- **Provided passage**
☆ ☆ ☆ ☆

A Davidson Academy student was recently selected to serve as World Science Scholar, an honor that few high-school students worldwide received this year.
Megan Davi, a junior at the academy, is one of the 40 students, ages 11 to 17, selected for the two-year program. Davi takes self-paced courses in science, technology, engineering and math–or STEM.
Her instructors are world-renown experts in their fields and include Nobel and Breakthrough Prize winners, authors and scientists. Physicist and author Brian Greene, cardiologist and evolutionary biologist Barbara Naterson-Horowitz and Nobel Laureate Barry Barish are among the teachers.
“Scholars also join a vibrant and supportive online community that encourages discussion, debate and collaboration among the students, enabling them to forge lifelong connections with their peers,” the Science Scholars program notes online. “Ranging in age from 11-17, the Scholars bring a variety of interests and accomplishments, in addition to their exceptional academic abilities.”
Davi applied for the program earlier this year. She said she is excited about what she’s learning.

☆ ☆ ☆ ☆

- **Tasks to perform**
(1) Summarize the news item about the World Science Scholar selection in two sentences.
(2) Retype the news item about the World Science Scholar selection, everything from "A Davidson Academy" down to "and math–or STEM.", without changes.

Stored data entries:
☆ ☆ ☆ ☆

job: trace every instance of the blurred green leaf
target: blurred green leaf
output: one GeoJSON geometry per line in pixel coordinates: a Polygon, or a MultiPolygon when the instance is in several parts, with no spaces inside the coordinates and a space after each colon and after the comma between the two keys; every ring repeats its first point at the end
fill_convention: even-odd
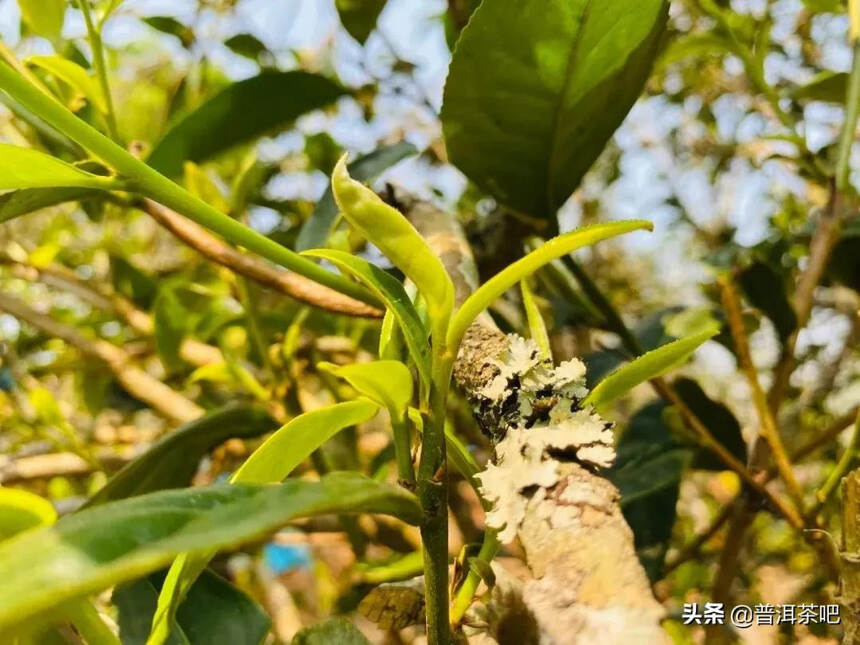
{"type": "MultiPolygon", "coordinates": [[[[145,645],[158,599],[153,574],[117,587],[111,602],[119,610],[123,645],[145,645]]],[[[259,645],[271,627],[266,612],[240,589],[209,570],[194,583],[179,607],[170,645],[182,643],[230,643],[259,645]]]]}
{"type": "Polygon", "coordinates": [[[253,61],[258,61],[261,57],[268,53],[268,49],[263,42],[251,34],[236,34],[224,41],[230,51],[239,56],[250,58],[253,61]]]}
{"type": "Polygon", "coordinates": [[[448,345],[458,347],[466,329],[484,309],[517,282],[528,278],[544,265],[601,240],[632,231],[650,231],[652,228],[651,222],[644,220],[611,222],[578,228],[549,240],[524,258],[499,271],[466,299],[451,320],[448,329],[448,345]]]}
{"type": "Polygon", "coordinates": [[[159,172],[178,175],[185,161],[206,161],[239,143],[277,132],[345,92],[318,74],[263,72],[233,83],[192,110],[155,144],[147,162],[159,172]]]}
{"type": "Polygon", "coordinates": [[[82,94],[102,114],[107,113],[107,102],[98,82],[77,63],[62,56],[31,56],[27,63],[40,67],[51,76],[66,83],[82,94]]]}
{"type": "Polygon", "coordinates": [[[451,162],[506,206],[552,218],[642,91],[665,0],[484,0],[442,106],[451,162]]]}
{"type": "Polygon", "coordinates": [[[0,629],[156,571],[181,553],[234,546],[294,518],[326,513],[384,513],[409,523],[421,518],[412,494],[353,473],[111,502],[0,545],[0,629]]]}
{"type": "Polygon", "coordinates": [[[26,490],[0,486],[0,542],[45,524],[53,524],[57,511],[48,500],[26,490]]]}
{"type": "Polygon", "coordinates": [[[335,365],[318,363],[317,368],[349,383],[359,394],[386,408],[394,419],[406,416],[412,402],[412,373],[399,361],[373,361],[335,365]]]}
{"type": "Polygon", "coordinates": [[[845,103],[847,87],[847,72],[825,71],[808,83],[792,89],[789,96],[795,100],[825,101],[842,105],[845,103]]]}
{"type": "Polygon", "coordinates": [[[190,47],[196,40],[194,30],[179,22],[176,18],[171,18],[170,16],[151,16],[144,18],[143,21],[163,34],[176,36],[183,47],[190,47]]]}
{"type": "Polygon", "coordinates": [[[340,23],[362,45],[376,27],[386,0],[335,0],[340,23]]]}
{"type": "Polygon", "coordinates": [[[640,383],[686,362],[699,345],[716,336],[718,331],[717,327],[711,327],[637,357],[598,383],[585,397],[583,405],[592,405],[598,410],[605,408],[640,383]]]}
{"type": "Polygon", "coordinates": [[[111,477],[86,506],[191,483],[200,459],[234,437],[258,437],[275,423],[259,408],[228,404],[205,417],[180,426],[111,477]]]}
{"type": "Polygon", "coordinates": [[[370,645],[358,628],[346,618],[332,618],[299,631],[290,645],[370,645]]]}
{"type": "Polygon", "coordinates": [[[42,208],[95,197],[90,188],[29,188],[0,195],[0,224],[42,208]]]}
{"type": "Polygon", "coordinates": [[[378,409],[372,401],[357,399],[305,412],[257,448],[230,481],[241,484],[281,481],[338,432],[364,423],[378,409]]]}
{"type": "MultiPolygon", "coordinates": [[[[348,166],[349,174],[358,181],[371,181],[398,161],[417,152],[415,146],[405,141],[390,146],[382,146],[369,154],[356,157],[355,161],[348,166]]],[[[296,239],[296,250],[306,251],[325,246],[332,226],[337,219],[337,213],[337,204],[329,184],[322,198],[317,202],[314,212],[302,225],[296,239]]]]}
{"type": "Polygon", "coordinates": [[[860,219],[848,222],[830,254],[827,276],[860,293],[860,219]]]}
{"type": "Polygon", "coordinates": [[[0,143],[0,190],[58,187],[113,190],[121,185],[112,177],[91,175],[38,150],[0,143]]]}
{"type": "Polygon", "coordinates": [[[343,251],[314,249],[305,251],[304,255],[328,260],[338,268],[347,271],[361,280],[385,303],[387,310],[394,315],[400,325],[404,341],[409,348],[412,360],[415,361],[418,373],[424,382],[429,384],[430,347],[427,343],[427,330],[403,285],[367,260],[343,251]]]}
{"type": "Polygon", "coordinates": [[[797,314],[788,300],[782,276],[764,262],[753,262],[741,272],[739,282],[747,300],[770,318],[785,343],[797,329],[797,314]]]}
{"type": "Polygon", "coordinates": [[[18,0],[21,17],[33,33],[57,38],[63,30],[66,0],[18,0]]]}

☆ ☆ ☆ ☆

- **Activity answers**
(1) Megan Davi, a junior at Davidson Academy, was selected as one of 40 students ages 11 to 17 for the two-year World Science Scholar program, where she takes self-paced STEM courses. Her instructors include physicist Brian Greene, cardiologist Barbara Naterson-Horowitz and Nobel Laureate Barry Barish, and scholars also join an online community that encourages discussion, debate and collaboration.

(2)
A Davidson Academy student was recently selected to serve as World Science Scholar, an honor that few high-school students worldwide received this year.
Megan Davi, a junior at the academy, is one of the 40 students, ages 11 to 17, selected for the two-year program. Davi takes self-paced courses in science, technology, engineering and math–or STEM.